**RECORDS**

^^^^^^^^^^^^^^^^

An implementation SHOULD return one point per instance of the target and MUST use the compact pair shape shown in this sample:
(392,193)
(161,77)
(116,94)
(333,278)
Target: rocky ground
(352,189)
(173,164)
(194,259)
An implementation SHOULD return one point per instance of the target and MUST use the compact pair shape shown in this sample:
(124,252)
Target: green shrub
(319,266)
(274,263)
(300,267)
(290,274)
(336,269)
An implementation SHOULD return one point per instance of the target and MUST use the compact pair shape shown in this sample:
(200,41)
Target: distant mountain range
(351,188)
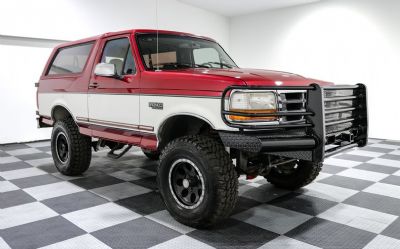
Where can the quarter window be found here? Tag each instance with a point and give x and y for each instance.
(119, 53)
(70, 60)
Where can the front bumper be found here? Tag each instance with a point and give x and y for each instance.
(335, 119)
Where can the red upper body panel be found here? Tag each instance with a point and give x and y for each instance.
(199, 81)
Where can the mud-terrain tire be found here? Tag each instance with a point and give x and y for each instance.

^^^^^^^^^^^^^^^^

Return only the lines running from the line with "Where can the quarter" to the last line of the records, both included, exactly as written.

Where can the quarter window be found here? Tag each instance with a point and give x and y for each instance.
(119, 53)
(70, 60)
Where can the front bumper be found here? Tag each instance with a point and give x and y for each instance.
(335, 119)
Where can the red upper body panel be found here? Tag each instance with a point and give x and y for each instance.
(199, 81)
Where can the mud-terrain tire be found here? Tag each instance with a point and give x and y for each instance.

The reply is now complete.